Toufic M. Hakim, director of research and sponsored programs at Kean University in Union, New Jersey, has been named executive officer of the American Association of Physics Teachers, succeeding Bernard V. Khoury, who is retiring after 16 years at the organization’s helm.

Hakim, a longtime administrator and educator who has worked extensively in fundraising and public relations, will begin his new post on 5 September. He told Physics Today that his priorities will include boosting the society’s educational and other services to members and nonmembers, growing its membership—which currently totals 10 000—and redoubling its efforts to bring physics to the outside world and the general public.

“We do a lot of meaningful programs,” Hakim said, “and we are looking to enhance our position and services and to be able to articulate the positive changes that have been made to physics education over time.”

Hakim noted the relative paucity of women and minorities working in physics, and he plans to develop strategies to increase those numbers, especially by working to boost interest and education in physics at earlier levels than high school or college. It is also important for AAPT to reach out to practicing physicists, he added.

▶ What you need to do
- 1) Reproduce the passage of the article on Toufic M. Hakim's appointment from "Toufic M. Hakim, director" to "the general public.", with no changes.
- 2) Go on with the article on Toufic M. Hakim's appointment, starting right after its final sentence.

Bounding-box records:
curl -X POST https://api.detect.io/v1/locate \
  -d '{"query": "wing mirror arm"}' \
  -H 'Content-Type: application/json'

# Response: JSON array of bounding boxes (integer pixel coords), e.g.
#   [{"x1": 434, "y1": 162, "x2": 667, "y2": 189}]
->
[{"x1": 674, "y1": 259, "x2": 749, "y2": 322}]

▶ Responses in order
- 1)
Toufic M. Hakim, director of research and sponsored programs at Kean University in Union, New Jersey, has been named executive officer of the American Association of Physics Teachers, succeeding Bernard V. Khoury, who is retiring after 16 years at the organization’s helm.

Hakim, a longtime administrator and educator who has worked extensively in fundraising and public relations, will begin his new post on 5 September. He told Physics Today that his priorities will include boosting the society’s educational and other services to members and nonmembers, growing its membership—which currently totals 10 000—and redoubling its efforts to bring physics to the outside world and the general public.

- 2)
“There is a movement in [physics] education reform across the board,” Hakim said. “AAPT will participate in this dialogue.”

He plans to publicize the society’s services, resources, and message in various ways, including through blogs, podcasts, and online listservs. Hakim also hopes to focus efforts on fundraising to provide more support for members’ professional development.

“It will be a collaborative effort,” he said of his role and responsibilities as executive officer. “AAPT has always been a group of dedicated, passionate volunteers.”

Hakim also wants to create stronger synergy between AAPT’s national office and the society’s 47 regional sections. “This objective is consistent with AAPT’s agenda of national advocacy and support for physics education, and our commitment to membership development programs and services,” he said.

Khoury, who announced his retirement last year, will remain on the AAPT staff as executive officer emeritus through the end of 2007 to facilitate Hakim’s transition into his new post.

A recommendation by a national executive search firm and a six-member search committee—composed of two members of AAPT’s board of directors and four past AAPT presidents—to hire Hakim was unanimously approved by AAPT’s executive board in April. Kenneth Heller, AAPT president, lauded the choice.

“[Hakim’s] experience and persona fit our needs for the next AAPT executive officer,” Heller said in a prepared statement. “His creativity and dynamic personality will maintain and enhance the range and effectiveness of AAPT programs and will help the association become a more powerful presence in physics education. Dr. Hakim has demonstrated through his years of teaching and student research engagement that he cares deeply about student learning and physics development.”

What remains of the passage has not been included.